Items from a dataset:
____________________

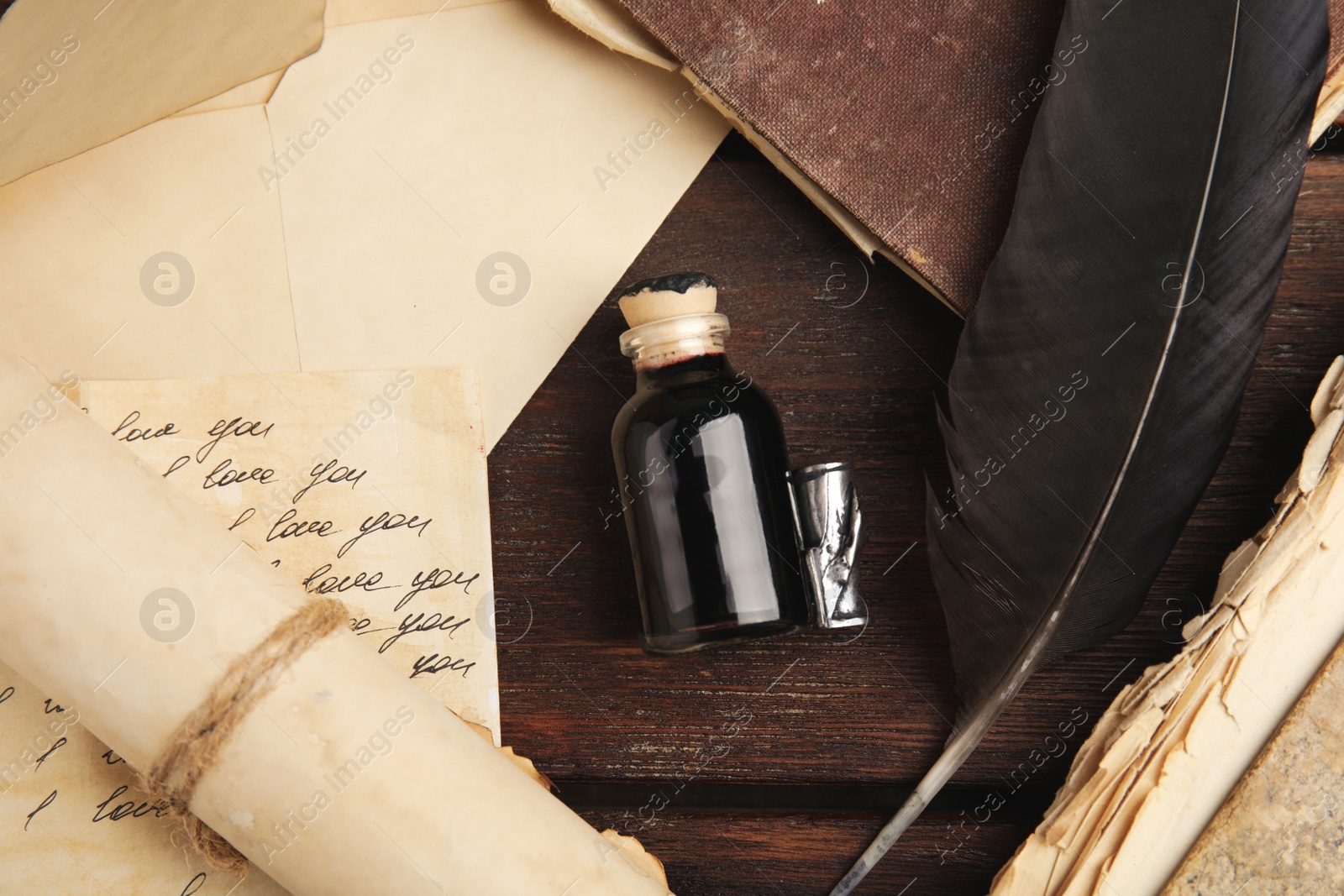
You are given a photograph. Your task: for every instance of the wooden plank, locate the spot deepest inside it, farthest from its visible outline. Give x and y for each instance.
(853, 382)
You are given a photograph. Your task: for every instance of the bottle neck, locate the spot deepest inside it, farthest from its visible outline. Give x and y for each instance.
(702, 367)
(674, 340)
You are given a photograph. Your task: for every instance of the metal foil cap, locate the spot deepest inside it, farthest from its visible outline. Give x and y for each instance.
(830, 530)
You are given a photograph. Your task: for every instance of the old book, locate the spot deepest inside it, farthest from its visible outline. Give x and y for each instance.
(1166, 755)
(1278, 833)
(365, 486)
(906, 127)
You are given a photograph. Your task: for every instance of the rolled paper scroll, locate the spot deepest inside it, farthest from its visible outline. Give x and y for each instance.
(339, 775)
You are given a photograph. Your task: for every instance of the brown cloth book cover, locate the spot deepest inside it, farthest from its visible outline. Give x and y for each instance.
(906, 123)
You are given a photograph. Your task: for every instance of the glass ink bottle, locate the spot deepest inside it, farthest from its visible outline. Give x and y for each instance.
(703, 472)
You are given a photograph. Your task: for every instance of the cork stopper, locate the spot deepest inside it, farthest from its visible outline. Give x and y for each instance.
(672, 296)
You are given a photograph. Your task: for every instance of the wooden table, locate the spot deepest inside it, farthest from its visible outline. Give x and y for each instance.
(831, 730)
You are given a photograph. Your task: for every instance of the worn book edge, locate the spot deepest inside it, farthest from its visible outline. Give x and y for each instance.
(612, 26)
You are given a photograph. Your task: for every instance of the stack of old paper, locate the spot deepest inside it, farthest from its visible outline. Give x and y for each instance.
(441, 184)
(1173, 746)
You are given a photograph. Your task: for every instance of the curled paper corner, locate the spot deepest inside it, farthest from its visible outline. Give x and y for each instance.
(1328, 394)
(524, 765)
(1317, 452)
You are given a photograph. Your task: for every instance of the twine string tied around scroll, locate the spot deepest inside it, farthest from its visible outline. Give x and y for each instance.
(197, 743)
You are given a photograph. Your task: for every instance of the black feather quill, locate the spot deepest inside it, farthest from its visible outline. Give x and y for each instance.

____________________

● Work required
Set down, word for word, every line from the line that holds "of the curled" to the end of the entries above, including both ends.

● Response
You are given a photograph. Your task: for every instance of the curled paper corner, locate the spot deepest inside it, farthest from its visible outline. Give x and y for each instance.
(1328, 394)
(524, 765)
(1317, 452)
You are given a photograph. Your task: for every instance of the twine string tied around scroll, locate the spot deepest inside it, farthest from its visible outline. Give x and y for each instance.
(197, 743)
You are given a photograph. Your task: for every instance of the black feather quill, locate the spot deepest inside it, farthest from its visible outline. Give x and y for each instance.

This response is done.